DATA FOR ANALYSIS below:
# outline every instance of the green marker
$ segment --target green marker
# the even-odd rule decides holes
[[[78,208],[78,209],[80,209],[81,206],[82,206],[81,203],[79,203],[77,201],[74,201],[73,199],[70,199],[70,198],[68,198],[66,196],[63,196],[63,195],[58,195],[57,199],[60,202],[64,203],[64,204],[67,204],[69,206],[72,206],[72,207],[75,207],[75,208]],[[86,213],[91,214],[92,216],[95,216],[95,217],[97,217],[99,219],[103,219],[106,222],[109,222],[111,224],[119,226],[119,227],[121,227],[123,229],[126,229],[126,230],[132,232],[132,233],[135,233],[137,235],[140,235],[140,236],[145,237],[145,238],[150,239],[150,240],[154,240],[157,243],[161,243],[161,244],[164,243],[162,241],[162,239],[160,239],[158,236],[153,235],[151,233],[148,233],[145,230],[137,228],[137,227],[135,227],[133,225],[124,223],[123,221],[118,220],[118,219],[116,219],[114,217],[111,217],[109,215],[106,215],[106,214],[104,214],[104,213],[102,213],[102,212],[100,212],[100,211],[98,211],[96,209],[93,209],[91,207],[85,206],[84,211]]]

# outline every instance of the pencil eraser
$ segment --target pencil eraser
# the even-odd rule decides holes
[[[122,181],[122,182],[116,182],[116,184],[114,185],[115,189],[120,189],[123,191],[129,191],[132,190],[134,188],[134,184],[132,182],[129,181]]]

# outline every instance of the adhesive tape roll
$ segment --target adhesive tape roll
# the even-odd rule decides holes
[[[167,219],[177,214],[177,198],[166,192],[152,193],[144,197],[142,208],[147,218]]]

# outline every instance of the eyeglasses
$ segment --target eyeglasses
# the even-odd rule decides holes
End of DATA FOR ANALYSIS.
All of the material must be written out again exactly.

→ **RESULT**
# outline every instance of the green marker
$ segment --target green marker
# the even-odd rule decides holes
[[[78,208],[78,209],[80,209],[81,206],[82,206],[81,203],[79,203],[77,201],[74,201],[73,199],[70,199],[70,198],[68,198],[66,196],[63,196],[63,195],[58,195],[57,199],[60,202],[64,203],[64,204],[67,204],[69,206],[72,206],[72,207],[75,207],[75,208]],[[86,213],[91,214],[92,216],[95,216],[95,217],[97,217],[99,219],[103,219],[106,222],[109,222],[111,224],[119,226],[119,227],[121,227],[123,229],[126,229],[126,230],[132,232],[132,233],[135,233],[137,235],[140,235],[140,236],[145,237],[145,238],[150,239],[150,240],[154,240],[157,243],[161,243],[161,244],[164,243],[162,241],[162,239],[160,239],[158,236],[153,235],[151,233],[148,233],[145,230],[137,228],[137,227],[135,227],[133,225],[124,223],[123,221],[118,220],[118,219],[116,219],[114,217],[111,217],[109,215],[106,215],[106,214],[104,214],[104,213],[102,213],[102,212],[100,212],[100,211],[98,211],[96,209],[93,209],[91,207],[85,206],[84,211]]]

# outline every instance of the pencil eraser
$ segment --target pencil eraser
# the even-odd rule decides holes
[[[122,181],[122,182],[116,182],[116,184],[114,185],[115,189],[120,189],[123,191],[129,191],[132,190],[134,188],[134,184],[132,182],[129,181]]]

# outline every instance of the adhesive tape roll
$ segment --target adhesive tape roll
# the even-odd rule decides holes
[[[167,219],[177,214],[177,198],[166,192],[152,193],[144,197],[142,208],[147,218]]]

# outline every instance of the eyeglasses
$ segment --target eyeglasses
# the even-odd rule decides holes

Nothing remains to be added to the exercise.